» Aim of the task:
In the article on sibling stem cell transplants for sickle cell disease, rewrite the passage starting at "Gluckman’s research team" and ending at "Marrow Transplant Research.", swapping "worldwide" for "internationally".

» Document extract:
=== Section Start ===

Using stem cells from a closely matched sibling increases the chance that a sickle-cell disease transplant will succeed, and the patient survive, a study reports.
The study, “Sickle cell disease: an international survey of results of HLA-identical sibling hematopoietic stem cell transplantation,” was published in the journal Blood. It involves hematopoietic cell transplantation (HCT), whose chance of success increases when a donor and recipient share components of proteins called HLA.
“Sickle cell disease and transplant physicians alike debate the burden of morbidity from a chronic disease and mortality from the disease, vs. the curative option with transplantation and the risk for transplant-related complications and mortality,” Eliane Gluckman, MD, and her colleagues at the Eurocord Hospital Saint Louis in Paris said in a news release.
Although advances in therapy can prevent complications of SCD, not everyone is able to gain access to the care. At the moment, hematopoietic cell transplantation is the only way to cure SCD. HCT involves putting blood-forming cells from one person into another.
Transplantation doesn’t occur as often as it could, however. To start with, it requires an HLA-matched donor. In addition, many patients are unaware of the benefits of transplantation.
HLAs are located on the surface of white blood cells and other tissues. HLA matching is used to select a compatible donor to the patient. A close match increases the chance of a successful procedure and decreases the risk of graft-versus-host (GVHD) disease after the transplant, preventing the recipient’s immune system from attacking the donor’s transplant material as an invader.
HLA–identical sibling transplantation with stem cells from bone marrow or umbilical cord blood can increase the chance of hematopoiesis, or transplant recipients creating the blood cell components they need for survival.
Doctors recommend that young SCD patients with an HLA–identical sibling have HCT as early as possible. They usually recommend against an alternative form of transplantation unless disease severity markers are present.
Gluckman’s research team looked at HLA–identical sibling transplant outcomes in SCD worldwide.
Their analysis covered 1,000 HLA-identical sibling transplants between 1986 and 2013 whose cases were reported to the European Blood and Marrow Transplant, Eurocord and the Center for International Blood and Marrow Transplant Research.
The primary measuring stick was event-free survival, defined as being alive without transplant failure. The median age at transplantation was 9 among the 846 children involved, and 20 among the 154 adults. All patients were followed an average of five years.
Most patients — 873, or 87% — received a myeloablative conditioning regimen, or the destruction of their bone-marrow cells with chemotherapy or radiation before transplantation — to reduce the chance their body would reject the transplant.
The other 125 patients, or 13%, received a reduced-intensity conditioning regimen before transplantation that also was aimed at helping the transplant succeed.
Both procedures aim to decrease transplant-related complications, toxicity and patient mortality.

=== Section End ===

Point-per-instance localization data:
=== Section Start ===

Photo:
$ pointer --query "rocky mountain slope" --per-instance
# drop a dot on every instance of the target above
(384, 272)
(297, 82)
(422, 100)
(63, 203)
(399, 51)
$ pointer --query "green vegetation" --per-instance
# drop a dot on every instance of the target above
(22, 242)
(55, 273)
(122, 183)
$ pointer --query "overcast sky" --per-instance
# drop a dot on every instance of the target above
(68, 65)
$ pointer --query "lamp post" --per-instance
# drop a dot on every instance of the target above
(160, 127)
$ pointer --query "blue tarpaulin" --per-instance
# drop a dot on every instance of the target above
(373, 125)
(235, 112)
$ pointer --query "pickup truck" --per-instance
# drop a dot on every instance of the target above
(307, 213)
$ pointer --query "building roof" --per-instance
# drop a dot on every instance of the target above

=== Section End ===

» Result:
Gluckman’s research team looked at HLA–identical sibling transplant outcomes in SCD internationally.
Their analysis covered 1,000 HLA-identical sibling transplants between 1986 and 2013 whose cases were reported to the European Blood and Marrow Transplant, Eurocord and the Center for International Blood and Marrow Transplant Research.